WRITTEN REQUEST: Copy out the records below word for word, leaving out the pictures.
— start —
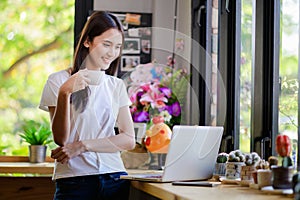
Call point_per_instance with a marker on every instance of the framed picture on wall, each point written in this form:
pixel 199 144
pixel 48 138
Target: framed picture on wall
pixel 132 46
pixel 128 63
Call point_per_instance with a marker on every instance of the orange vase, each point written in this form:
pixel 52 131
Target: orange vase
pixel 158 136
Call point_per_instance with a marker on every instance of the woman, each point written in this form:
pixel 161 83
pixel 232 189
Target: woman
pixel 88 163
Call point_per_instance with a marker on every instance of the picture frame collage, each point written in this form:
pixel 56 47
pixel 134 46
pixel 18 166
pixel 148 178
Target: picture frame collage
pixel 137 40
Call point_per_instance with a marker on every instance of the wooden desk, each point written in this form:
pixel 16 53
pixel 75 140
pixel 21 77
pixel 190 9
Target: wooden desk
pixel 42 187
pixel 231 192
pixel 35 184
pixel 21 164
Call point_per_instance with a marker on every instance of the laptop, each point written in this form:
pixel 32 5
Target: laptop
pixel 191 155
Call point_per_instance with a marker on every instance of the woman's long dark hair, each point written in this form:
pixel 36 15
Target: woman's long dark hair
pixel 98 23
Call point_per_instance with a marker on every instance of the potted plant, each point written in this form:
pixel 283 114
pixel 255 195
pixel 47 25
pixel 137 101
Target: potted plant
pixel 251 161
pixel 220 166
pixel 282 175
pixel 37 135
pixel 236 159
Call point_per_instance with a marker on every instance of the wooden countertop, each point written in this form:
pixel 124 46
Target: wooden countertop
pixel 21 164
pixel 222 191
pixel 160 190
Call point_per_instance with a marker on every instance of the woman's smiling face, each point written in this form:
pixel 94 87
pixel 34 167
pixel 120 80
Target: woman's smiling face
pixel 104 49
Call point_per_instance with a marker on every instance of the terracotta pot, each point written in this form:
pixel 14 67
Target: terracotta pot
pixel 220 169
pixel 233 170
pixel 282 177
pixel 264 177
pixel 37 153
— end —
RESULT:
Call point_per_instance with a marker on every instance of the framed picture on wall, each point written in this form:
pixel 199 144
pixel 48 138
Target: framed picture on wall
pixel 132 46
pixel 128 63
Call point_per_instance with a marker on every instance of the orange vase, each point written in this form:
pixel 52 131
Target: orange vase
pixel 158 136
Call point_per_instance with a marker on every instance of the woman, each point written in this form:
pixel 161 83
pixel 232 189
Target: woman
pixel 88 163
Call point_per_instance with a marker on every instance of the picture frame collage, each point written in this form:
pixel 56 47
pixel 134 46
pixel 18 166
pixel 148 178
Target: picture frame collage
pixel 137 40
Call point_per_instance with a marker on every instance of the wooden desk, each point written in this form:
pixel 16 53
pixel 75 140
pixel 21 77
pixel 190 9
Target: wooden desk
pixel 42 187
pixel 231 192
pixel 35 184
pixel 21 164
Call point_per_instance with a marker on every instance of the laptop, each point written in this form:
pixel 32 5
Target: laptop
pixel 191 155
Call point_per_instance with a marker on every instance of the woman's long dark hair, each point written in this form:
pixel 36 15
Target: woman's long dark hair
pixel 98 23
Call point_per_instance with a marker on every instance of the potted plant, each point written in this form:
pixel 283 114
pixel 255 195
pixel 47 25
pixel 137 101
Target: potted plant
pixel 251 161
pixel 220 166
pixel 282 175
pixel 37 135
pixel 236 159
Call point_per_instance with a marker on every instance of the wooden countertop, each point written in this form:
pixel 124 46
Target: wooden countertop
pixel 21 164
pixel 222 191
pixel 160 190
Call point_per_instance with a marker on every instance of the woman's smiling face, each point written in this form:
pixel 94 87
pixel 34 167
pixel 120 80
Target: woman's smiling face
pixel 104 49
Call point_per_instance with a marker on every instance of the terracotta pot, each point written in this form:
pixel 14 67
Target: terracotta pot
pixel 220 169
pixel 233 170
pixel 282 177
pixel 264 177
pixel 37 153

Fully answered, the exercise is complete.